Description of the task:
Put the entries below into a Markdown table with the columns Row and Text, one numbered row per line, from the line with "like [(186, 172)]." up to and including the line with "[(849, 541), (668, 183)]". Skip blank lines and leave the pictures out.

Given entries:
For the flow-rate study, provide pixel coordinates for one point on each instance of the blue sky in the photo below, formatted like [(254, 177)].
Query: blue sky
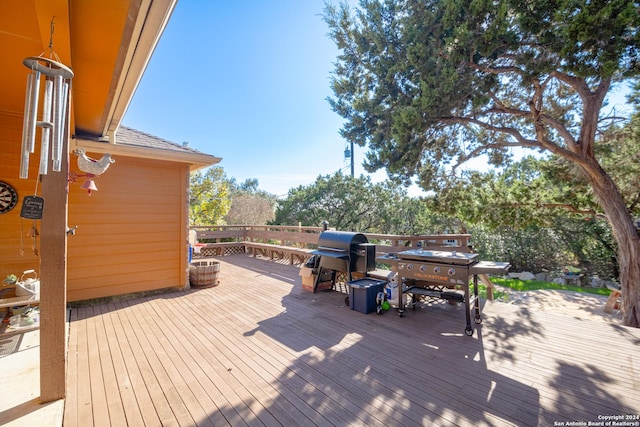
[(248, 82)]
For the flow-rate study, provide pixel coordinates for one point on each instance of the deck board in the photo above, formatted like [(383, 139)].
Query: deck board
[(258, 350)]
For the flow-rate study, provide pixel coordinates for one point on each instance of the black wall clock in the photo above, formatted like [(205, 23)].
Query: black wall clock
[(8, 197)]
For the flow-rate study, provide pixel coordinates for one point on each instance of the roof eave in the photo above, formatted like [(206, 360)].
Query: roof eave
[(195, 161)]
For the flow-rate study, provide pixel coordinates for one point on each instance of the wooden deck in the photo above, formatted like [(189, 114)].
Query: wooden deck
[(257, 350)]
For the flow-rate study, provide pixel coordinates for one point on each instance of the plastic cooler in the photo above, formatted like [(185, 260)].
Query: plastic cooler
[(363, 292)]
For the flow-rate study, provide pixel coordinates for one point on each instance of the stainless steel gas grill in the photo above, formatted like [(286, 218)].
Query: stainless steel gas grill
[(441, 274), (343, 251)]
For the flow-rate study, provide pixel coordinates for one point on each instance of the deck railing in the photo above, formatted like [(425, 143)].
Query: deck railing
[(226, 239)]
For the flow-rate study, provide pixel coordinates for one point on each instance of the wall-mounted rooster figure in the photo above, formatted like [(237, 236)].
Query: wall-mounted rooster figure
[(92, 167)]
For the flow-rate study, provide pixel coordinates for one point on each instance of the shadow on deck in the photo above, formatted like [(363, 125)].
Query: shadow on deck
[(258, 350)]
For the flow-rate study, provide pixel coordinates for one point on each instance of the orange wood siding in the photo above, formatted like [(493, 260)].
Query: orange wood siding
[(13, 229), (132, 232)]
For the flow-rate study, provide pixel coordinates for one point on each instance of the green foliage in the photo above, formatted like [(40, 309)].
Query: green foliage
[(208, 197), (356, 204), (534, 285), (532, 249), (249, 204)]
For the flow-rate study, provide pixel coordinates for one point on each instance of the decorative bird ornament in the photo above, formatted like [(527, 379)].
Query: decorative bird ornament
[(92, 166)]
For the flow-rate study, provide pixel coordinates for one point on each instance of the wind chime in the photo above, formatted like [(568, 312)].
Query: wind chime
[(55, 108), (56, 79)]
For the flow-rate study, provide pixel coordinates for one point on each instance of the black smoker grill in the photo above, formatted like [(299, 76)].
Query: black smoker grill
[(343, 251), (436, 274)]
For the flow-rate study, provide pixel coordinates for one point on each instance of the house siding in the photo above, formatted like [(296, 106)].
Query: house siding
[(16, 253), (131, 234)]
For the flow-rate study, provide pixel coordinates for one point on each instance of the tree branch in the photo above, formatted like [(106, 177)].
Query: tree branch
[(565, 206)]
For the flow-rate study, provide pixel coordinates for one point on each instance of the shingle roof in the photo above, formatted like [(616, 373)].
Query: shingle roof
[(133, 137)]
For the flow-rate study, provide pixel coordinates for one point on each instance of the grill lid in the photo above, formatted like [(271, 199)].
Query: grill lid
[(340, 240), (441, 257)]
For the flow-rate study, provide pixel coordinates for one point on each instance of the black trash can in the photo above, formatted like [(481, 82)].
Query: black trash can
[(363, 292)]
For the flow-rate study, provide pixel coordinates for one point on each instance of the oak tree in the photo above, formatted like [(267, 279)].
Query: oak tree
[(430, 84)]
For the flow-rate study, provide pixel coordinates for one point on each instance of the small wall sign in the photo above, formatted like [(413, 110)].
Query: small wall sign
[(32, 207)]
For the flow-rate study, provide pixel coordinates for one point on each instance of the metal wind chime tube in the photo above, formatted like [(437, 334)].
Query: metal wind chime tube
[(54, 113), (29, 124), (46, 128), (58, 117)]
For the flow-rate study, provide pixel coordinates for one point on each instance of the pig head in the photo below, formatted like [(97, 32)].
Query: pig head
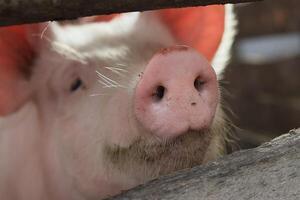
[(90, 110)]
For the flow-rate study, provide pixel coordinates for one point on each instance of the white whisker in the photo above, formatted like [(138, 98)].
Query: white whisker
[(105, 84), (45, 29), (98, 94), (107, 80), (116, 70)]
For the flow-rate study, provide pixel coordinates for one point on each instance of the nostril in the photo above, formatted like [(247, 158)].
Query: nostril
[(159, 93), (198, 84)]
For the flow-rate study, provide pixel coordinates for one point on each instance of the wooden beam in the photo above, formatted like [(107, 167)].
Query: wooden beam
[(271, 171), (31, 11)]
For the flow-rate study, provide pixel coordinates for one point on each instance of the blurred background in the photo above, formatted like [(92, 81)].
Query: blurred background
[(263, 78)]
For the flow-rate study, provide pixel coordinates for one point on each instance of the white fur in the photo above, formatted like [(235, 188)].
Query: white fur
[(70, 129), (222, 56)]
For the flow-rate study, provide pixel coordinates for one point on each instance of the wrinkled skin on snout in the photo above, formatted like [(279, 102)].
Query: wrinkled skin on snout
[(108, 106)]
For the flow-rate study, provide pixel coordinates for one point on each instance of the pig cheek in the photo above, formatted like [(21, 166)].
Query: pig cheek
[(119, 121)]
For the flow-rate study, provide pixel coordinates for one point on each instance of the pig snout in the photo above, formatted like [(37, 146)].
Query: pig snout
[(177, 93)]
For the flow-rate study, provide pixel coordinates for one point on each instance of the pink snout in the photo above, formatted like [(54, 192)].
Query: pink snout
[(178, 92)]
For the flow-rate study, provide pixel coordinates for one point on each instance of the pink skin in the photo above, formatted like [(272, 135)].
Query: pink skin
[(64, 139), (190, 95)]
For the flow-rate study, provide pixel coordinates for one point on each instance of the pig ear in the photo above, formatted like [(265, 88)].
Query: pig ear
[(209, 29), (16, 57)]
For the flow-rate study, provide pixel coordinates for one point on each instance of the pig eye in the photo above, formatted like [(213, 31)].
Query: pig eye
[(76, 84), (159, 93), (198, 84)]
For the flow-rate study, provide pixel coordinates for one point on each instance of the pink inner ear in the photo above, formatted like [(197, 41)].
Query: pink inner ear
[(16, 54), (199, 27)]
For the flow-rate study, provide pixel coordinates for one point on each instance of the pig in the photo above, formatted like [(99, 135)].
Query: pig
[(89, 110)]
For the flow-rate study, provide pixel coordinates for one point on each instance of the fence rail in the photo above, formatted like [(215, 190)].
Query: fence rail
[(31, 11)]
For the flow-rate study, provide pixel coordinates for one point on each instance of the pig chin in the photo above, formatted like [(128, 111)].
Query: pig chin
[(147, 158)]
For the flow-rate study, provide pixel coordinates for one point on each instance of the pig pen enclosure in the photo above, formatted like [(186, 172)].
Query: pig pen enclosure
[(263, 87)]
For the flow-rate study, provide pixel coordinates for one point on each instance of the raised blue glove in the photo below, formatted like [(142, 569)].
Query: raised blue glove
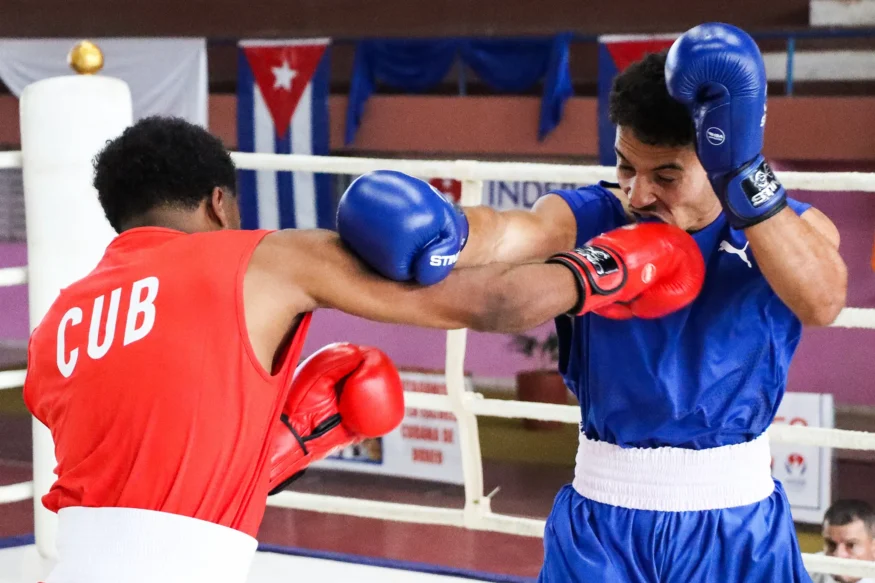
[(717, 71), (401, 226)]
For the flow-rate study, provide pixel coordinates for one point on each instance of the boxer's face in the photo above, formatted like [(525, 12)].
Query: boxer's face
[(849, 541), (668, 183)]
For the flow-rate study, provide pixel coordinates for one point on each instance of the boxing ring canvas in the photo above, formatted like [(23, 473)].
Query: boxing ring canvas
[(23, 564), (54, 258)]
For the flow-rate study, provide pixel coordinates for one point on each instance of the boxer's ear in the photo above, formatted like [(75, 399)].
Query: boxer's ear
[(222, 208)]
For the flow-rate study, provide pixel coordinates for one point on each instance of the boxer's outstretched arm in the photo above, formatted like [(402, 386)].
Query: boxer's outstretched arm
[(292, 272), (799, 258), (517, 236)]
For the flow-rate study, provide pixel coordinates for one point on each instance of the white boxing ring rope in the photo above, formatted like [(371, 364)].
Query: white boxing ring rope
[(466, 406)]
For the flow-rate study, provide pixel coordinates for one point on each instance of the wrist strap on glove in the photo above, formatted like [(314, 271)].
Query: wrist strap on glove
[(752, 195), (599, 271)]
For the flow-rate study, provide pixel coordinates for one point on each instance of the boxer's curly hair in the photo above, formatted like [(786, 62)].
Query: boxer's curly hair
[(640, 101), (159, 161)]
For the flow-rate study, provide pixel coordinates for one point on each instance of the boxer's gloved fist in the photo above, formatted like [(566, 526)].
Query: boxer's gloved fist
[(340, 395), (401, 226), (717, 71), (646, 270)]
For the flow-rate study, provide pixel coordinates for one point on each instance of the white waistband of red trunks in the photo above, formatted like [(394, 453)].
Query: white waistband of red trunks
[(671, 479), (129, 545)]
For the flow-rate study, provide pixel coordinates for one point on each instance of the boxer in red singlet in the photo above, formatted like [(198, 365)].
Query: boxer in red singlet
[(165, 375)]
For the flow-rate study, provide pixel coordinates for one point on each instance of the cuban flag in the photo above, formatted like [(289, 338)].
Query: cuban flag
[(282, 108), (616, 53)]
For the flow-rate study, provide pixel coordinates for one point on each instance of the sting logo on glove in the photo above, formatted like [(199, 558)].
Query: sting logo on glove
[(602, 262), (761, 186)]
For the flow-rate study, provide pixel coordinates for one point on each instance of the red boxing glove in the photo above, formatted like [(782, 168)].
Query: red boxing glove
[(340, 395), (646, 270)]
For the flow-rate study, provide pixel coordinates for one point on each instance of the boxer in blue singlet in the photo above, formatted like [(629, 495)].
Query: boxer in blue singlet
[(673, 480)]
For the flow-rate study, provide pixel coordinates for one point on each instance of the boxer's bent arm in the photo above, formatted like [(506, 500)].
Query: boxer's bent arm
[(313, 269), (517, 236), (799, 258)]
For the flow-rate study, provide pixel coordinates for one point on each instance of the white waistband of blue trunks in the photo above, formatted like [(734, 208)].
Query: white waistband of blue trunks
[(108, 545), (671, 479)]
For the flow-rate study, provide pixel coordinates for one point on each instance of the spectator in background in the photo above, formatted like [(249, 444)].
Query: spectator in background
[(848, 533)]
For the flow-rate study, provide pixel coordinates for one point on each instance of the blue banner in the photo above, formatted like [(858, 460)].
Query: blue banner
[(504, 65)]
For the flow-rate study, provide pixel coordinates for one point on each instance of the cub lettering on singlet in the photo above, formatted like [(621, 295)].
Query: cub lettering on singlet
[(139, 321)]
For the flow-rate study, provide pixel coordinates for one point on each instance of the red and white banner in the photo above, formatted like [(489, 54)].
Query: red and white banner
[(805, 470), (424, 447), (502, 195)]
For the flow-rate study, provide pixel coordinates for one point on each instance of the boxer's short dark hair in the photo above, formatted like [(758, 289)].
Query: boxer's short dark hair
[(640, 101), (160, 161), (844, 512)]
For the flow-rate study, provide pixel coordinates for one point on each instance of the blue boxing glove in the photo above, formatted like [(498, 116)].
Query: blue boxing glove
[(717, 71), (401, 226)]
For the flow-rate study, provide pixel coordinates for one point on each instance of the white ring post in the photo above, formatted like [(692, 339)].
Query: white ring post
[(65, 121)]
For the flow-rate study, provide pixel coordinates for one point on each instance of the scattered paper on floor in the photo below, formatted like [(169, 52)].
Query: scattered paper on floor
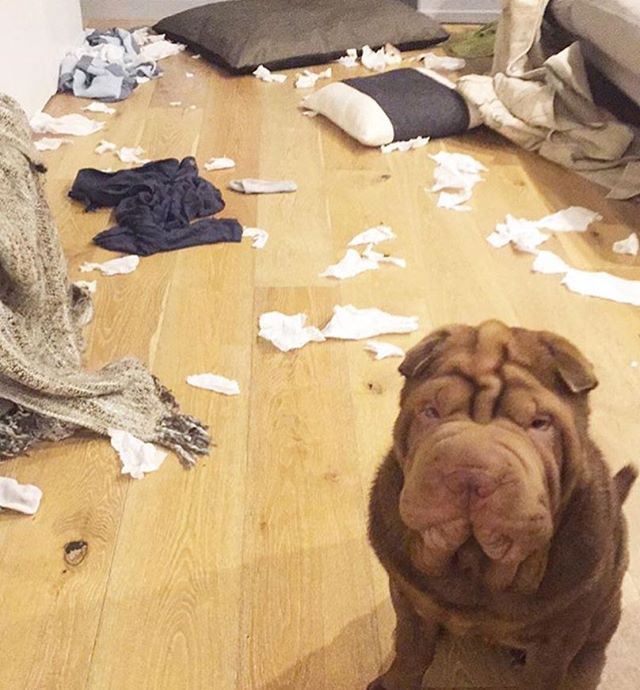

Answer to the problem:
| Row | Text |
|---|---|
| 1 | For the flow-rate study, provide pixel coordinates for one point on each instance of the pig pen enclosure in the photo above, formatted like [(186, 172)]. |
| 2 | Query: pig pen enclosure |
| 3 | [(263, 87)] |
| 4 | For the flow-rate study, provide pixel coordinates for one point on each instance of the raised blue glove in the photo below, formatted like [(142, 569)]. |
| 5 | Query: raised blue glove |
| 6 | [(717, 71), (401, 226)] |
| 7 | For the flow-rate study, provide pixel coordinates for one point on each instance of the boxer's face in the photo above, formatted like [(525, 12)]. |
| 8 | Query: boxer's face |
| 9 | [(849, 541), (668, 183)] |